Task - In the entries that follow, identify the line containing "the glasses, once" and return it together with all later lines, exactly as they appear.

[Entries from a point annotation set]
_ _ _ _

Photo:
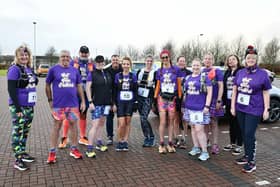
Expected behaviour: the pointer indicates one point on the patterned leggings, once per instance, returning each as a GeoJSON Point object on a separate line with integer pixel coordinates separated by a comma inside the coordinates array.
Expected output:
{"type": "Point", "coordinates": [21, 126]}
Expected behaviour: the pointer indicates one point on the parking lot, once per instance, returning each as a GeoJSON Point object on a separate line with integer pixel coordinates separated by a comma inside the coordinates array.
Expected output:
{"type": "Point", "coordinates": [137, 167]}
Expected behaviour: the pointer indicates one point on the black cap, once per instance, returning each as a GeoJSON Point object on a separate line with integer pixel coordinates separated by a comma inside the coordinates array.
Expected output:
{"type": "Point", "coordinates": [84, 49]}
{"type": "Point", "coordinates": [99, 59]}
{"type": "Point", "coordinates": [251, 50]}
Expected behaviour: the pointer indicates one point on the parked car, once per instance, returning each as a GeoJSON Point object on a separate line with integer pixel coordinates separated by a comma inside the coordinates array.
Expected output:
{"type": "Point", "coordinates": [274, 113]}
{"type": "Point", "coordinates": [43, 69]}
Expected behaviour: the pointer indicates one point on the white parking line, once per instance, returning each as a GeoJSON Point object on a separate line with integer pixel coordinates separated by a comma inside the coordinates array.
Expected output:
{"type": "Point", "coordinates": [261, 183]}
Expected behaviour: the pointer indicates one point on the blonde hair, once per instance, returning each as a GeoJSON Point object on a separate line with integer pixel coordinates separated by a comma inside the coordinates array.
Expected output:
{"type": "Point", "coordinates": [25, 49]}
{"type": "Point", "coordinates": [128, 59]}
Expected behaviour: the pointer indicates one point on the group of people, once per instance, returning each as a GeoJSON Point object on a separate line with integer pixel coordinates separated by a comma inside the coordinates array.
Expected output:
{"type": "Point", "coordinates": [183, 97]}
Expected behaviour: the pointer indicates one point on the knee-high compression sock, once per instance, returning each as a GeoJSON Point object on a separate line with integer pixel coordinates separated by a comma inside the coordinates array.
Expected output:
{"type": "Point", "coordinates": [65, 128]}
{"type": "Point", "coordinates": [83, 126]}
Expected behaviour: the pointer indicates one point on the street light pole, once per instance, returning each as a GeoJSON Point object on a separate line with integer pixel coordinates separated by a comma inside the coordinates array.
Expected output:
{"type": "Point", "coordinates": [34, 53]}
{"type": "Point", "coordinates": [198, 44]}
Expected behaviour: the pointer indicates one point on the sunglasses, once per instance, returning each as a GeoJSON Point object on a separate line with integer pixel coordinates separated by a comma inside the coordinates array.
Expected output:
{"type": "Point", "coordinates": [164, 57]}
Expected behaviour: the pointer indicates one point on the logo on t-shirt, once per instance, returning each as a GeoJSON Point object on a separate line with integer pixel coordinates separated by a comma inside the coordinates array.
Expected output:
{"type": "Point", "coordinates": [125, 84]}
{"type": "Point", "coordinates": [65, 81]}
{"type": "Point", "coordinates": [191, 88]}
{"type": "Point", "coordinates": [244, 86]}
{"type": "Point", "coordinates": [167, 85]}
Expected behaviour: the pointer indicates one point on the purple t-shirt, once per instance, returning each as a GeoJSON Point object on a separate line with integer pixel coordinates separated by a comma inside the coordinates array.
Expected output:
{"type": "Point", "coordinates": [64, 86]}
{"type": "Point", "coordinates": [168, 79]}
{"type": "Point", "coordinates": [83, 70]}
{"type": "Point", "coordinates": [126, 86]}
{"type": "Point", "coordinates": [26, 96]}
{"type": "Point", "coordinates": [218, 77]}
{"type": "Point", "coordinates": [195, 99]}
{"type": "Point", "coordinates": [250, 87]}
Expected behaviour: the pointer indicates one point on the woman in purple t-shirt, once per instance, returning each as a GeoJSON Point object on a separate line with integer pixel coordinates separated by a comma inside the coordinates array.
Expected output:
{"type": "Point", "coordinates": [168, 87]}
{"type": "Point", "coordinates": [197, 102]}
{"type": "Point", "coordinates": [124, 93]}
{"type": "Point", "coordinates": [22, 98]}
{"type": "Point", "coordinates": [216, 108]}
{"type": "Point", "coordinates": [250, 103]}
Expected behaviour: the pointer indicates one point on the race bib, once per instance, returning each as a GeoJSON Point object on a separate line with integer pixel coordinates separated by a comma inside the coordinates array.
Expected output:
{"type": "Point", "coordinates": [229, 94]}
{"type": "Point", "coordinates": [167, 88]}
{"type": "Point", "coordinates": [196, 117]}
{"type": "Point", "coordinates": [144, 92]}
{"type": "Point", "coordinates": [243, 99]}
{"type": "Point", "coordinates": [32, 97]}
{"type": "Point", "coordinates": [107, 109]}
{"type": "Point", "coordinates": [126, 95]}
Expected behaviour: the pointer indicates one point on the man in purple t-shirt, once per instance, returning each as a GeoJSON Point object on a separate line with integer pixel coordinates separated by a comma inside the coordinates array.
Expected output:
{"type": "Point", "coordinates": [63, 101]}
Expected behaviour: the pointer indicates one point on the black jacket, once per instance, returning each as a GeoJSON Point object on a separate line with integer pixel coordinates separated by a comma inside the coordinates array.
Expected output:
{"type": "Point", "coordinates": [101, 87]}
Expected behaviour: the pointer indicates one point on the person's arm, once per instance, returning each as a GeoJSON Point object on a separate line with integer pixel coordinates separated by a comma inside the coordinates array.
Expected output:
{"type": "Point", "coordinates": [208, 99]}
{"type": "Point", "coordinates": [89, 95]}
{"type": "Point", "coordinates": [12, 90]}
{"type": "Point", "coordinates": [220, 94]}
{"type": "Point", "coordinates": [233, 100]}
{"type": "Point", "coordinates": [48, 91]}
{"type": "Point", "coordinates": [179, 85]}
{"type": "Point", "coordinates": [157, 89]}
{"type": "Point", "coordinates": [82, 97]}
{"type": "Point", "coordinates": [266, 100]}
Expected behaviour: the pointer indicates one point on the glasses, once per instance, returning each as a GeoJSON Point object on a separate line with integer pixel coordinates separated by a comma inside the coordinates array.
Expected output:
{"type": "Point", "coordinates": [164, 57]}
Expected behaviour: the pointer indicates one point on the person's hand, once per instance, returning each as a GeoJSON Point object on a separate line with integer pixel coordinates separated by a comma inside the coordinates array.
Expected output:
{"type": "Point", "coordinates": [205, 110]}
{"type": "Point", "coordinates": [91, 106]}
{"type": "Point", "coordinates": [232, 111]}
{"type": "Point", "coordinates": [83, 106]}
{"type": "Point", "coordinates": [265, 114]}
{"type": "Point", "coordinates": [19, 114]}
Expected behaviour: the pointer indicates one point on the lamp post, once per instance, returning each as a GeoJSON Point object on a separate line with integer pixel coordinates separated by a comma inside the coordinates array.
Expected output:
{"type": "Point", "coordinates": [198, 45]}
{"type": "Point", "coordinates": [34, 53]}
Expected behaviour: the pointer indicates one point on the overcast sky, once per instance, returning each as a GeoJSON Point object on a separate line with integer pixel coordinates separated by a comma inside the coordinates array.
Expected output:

_ _ _ _

Written answer -
Expected behaviour: the pointer indicates one point on the glasses, once per instance, returning each as a GeoJSON Point object on a separate line with integer pixel coordinates separated by a comma inside the coordinates array.
Expected output:
{"type": "Point", "coordinates": [164, 57]}
Expected behaviour: the pointer indicates one point on the person's hand, once per instance, returning each as a GeoJSON Point object on a separate line with integer pixel coordinates separated by a comma inside the coordinates array.
Expected output:
{"type": "Point", "coordinates": [205, 110]}
{"type": "Point", "coordinates": [91, 106]}
{"type": "Point", "coordinates": [232, 111]}
{"type": "Point", "coordinates": [83, 106]}
{"type": "Point", "coordinates": [265, 114]}
{"type": "Point", "coordinates": [19, 114]}
Expected behaviour: the pointer indicates one point on the lamp post, once per instance, returning each as a GeoJSON Point object on a separate line with integer pixel coordinates separated by a comma inside the coordinates array.
Expected output:
{"type": "Point", "coordinates": [198, 45]}
{"type": "Point", "coordinates": [34, 53]}
Expected behaviour: the pointer indicates one point on the overcast sky, once per instance, returning each as a GeoJSON Point object on a separate line with integer pixel coordinates separated by a comma inside the coordinates array.
Expected output:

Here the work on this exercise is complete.